* _SUPPLIED MATERIAL_:
______________________________

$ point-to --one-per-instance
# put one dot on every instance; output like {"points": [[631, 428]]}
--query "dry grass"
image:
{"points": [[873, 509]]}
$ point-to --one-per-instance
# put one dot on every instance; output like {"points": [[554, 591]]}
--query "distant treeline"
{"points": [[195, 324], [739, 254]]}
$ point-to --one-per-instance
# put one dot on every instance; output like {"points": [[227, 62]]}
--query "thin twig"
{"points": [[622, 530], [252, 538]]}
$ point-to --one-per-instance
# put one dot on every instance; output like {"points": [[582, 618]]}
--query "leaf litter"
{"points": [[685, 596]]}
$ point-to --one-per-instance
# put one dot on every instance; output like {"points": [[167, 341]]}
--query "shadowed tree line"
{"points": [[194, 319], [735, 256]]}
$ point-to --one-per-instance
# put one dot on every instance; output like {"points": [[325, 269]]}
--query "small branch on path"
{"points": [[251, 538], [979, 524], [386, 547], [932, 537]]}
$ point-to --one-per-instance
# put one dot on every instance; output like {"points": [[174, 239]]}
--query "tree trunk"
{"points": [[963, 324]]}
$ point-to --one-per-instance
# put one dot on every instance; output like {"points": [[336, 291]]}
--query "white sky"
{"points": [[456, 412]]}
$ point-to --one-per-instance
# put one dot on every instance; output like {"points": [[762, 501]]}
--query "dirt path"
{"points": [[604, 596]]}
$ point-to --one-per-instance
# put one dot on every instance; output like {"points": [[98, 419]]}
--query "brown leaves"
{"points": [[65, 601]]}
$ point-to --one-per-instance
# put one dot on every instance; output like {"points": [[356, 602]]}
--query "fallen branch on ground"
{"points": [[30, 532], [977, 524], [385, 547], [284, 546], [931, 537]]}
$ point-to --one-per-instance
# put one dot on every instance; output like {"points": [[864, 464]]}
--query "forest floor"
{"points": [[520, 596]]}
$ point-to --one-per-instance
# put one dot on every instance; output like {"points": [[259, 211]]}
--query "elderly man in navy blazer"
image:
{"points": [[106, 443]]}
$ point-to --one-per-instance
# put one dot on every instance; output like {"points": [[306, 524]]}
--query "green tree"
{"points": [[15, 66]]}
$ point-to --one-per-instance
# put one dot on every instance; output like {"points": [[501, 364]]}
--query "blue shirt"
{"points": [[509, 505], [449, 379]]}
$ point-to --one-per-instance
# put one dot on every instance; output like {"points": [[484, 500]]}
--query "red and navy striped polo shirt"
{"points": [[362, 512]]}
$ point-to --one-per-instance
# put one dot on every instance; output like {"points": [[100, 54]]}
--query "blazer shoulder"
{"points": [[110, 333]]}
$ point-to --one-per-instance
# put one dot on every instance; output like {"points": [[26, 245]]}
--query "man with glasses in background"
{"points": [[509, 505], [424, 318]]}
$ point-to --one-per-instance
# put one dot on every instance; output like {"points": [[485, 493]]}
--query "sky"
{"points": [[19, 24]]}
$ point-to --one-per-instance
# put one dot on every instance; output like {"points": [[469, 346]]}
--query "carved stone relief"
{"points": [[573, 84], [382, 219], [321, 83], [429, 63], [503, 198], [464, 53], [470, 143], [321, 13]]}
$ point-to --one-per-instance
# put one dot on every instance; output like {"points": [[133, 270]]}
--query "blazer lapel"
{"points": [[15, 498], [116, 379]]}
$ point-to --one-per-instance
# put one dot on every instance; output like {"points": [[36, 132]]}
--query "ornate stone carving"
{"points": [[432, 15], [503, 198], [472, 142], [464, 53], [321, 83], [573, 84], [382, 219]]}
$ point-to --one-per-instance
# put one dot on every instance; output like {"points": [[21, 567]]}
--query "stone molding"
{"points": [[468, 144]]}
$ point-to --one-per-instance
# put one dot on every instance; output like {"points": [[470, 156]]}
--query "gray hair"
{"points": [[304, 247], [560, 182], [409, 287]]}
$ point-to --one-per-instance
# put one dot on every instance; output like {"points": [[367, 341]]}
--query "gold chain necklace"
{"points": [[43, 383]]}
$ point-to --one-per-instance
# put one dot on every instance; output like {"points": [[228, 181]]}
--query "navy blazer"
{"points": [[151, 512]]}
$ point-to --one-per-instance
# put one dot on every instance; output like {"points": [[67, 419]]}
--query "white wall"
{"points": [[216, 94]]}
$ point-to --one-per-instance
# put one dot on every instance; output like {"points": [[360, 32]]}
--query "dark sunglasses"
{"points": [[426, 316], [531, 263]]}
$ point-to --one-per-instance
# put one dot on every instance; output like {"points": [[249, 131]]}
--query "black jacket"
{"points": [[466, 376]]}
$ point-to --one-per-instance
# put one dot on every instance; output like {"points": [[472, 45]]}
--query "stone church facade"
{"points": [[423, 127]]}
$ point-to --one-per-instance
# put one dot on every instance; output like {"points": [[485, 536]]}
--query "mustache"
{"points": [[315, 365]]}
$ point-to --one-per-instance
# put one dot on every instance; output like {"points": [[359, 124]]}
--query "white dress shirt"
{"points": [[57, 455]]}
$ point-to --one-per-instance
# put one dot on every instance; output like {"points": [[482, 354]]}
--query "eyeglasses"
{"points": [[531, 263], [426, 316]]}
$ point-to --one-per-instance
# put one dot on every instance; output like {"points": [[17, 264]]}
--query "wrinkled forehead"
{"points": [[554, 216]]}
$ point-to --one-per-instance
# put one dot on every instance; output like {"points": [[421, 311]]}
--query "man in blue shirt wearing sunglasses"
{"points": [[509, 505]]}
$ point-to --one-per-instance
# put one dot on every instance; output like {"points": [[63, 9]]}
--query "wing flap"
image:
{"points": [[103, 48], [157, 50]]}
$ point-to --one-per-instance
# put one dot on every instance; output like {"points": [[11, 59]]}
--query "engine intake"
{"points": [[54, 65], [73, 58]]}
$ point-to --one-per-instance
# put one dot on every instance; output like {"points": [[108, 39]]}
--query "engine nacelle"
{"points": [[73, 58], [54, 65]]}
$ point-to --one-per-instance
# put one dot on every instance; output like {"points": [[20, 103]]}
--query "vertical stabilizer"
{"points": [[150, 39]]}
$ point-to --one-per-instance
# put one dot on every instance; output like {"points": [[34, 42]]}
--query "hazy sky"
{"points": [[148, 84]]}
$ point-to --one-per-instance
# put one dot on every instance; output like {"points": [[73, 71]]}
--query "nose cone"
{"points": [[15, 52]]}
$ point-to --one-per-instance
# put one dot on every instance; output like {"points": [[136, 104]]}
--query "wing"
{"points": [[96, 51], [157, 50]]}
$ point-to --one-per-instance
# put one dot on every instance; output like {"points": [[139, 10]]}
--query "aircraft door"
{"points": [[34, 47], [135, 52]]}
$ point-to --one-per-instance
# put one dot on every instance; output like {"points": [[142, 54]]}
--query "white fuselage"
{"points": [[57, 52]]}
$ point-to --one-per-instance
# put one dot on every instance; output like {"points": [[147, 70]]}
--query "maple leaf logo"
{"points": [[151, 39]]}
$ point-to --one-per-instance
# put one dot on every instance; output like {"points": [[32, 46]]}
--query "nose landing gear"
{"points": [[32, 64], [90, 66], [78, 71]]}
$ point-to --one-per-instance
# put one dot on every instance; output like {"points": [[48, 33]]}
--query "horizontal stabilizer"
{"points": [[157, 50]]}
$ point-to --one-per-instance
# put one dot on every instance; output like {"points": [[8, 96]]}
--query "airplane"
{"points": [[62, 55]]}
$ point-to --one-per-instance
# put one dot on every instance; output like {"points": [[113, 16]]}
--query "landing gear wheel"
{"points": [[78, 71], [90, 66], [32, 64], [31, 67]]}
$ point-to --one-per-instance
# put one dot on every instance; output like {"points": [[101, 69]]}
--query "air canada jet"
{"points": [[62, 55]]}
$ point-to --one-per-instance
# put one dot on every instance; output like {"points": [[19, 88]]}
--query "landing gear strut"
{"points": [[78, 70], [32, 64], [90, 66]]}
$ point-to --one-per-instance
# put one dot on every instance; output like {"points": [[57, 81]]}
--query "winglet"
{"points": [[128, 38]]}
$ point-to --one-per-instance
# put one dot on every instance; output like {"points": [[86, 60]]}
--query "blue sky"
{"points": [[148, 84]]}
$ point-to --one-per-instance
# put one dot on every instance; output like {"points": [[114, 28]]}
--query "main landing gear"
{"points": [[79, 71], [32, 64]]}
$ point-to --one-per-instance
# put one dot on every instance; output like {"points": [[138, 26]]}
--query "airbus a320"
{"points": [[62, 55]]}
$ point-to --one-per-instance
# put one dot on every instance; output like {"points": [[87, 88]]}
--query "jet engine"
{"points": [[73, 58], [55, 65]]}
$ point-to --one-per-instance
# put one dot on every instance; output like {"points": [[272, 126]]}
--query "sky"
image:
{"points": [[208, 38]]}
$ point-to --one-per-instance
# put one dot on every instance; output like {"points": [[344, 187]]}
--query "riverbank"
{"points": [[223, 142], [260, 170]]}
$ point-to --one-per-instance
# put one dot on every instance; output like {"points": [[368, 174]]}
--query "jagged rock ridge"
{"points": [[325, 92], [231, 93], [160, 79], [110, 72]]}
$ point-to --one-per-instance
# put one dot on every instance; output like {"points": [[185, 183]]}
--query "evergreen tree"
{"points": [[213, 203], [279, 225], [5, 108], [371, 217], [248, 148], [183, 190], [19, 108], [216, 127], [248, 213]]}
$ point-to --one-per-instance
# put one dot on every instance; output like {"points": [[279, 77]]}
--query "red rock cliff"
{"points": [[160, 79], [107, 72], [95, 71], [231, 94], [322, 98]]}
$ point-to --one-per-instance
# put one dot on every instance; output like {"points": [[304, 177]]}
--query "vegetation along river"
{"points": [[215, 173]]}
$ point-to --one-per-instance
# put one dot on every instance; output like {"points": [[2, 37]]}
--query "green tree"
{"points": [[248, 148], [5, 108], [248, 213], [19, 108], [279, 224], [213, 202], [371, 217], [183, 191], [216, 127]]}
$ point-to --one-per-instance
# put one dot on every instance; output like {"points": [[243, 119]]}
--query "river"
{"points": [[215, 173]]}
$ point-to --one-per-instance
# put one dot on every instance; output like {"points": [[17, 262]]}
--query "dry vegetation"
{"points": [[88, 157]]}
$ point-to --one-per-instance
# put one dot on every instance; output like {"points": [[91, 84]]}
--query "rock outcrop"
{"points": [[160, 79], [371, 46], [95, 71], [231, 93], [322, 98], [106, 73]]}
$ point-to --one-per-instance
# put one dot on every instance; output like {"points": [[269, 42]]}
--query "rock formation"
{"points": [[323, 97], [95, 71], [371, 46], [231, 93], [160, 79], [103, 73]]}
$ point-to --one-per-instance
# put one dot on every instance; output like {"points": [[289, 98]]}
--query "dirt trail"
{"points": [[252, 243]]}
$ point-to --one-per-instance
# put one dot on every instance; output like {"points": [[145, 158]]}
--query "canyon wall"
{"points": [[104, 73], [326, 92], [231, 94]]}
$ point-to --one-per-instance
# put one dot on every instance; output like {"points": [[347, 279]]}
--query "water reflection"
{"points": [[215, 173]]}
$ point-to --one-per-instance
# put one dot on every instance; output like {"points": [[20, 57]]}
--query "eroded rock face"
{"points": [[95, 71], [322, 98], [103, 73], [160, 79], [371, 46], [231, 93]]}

______________________________

* _PROBLEM TO WORK ON_:
Tally the lines in the rows above that contain the string "sunglasses", matching case exactly. Reply with the number only.

* _PROBLEM SOLUTION_:
2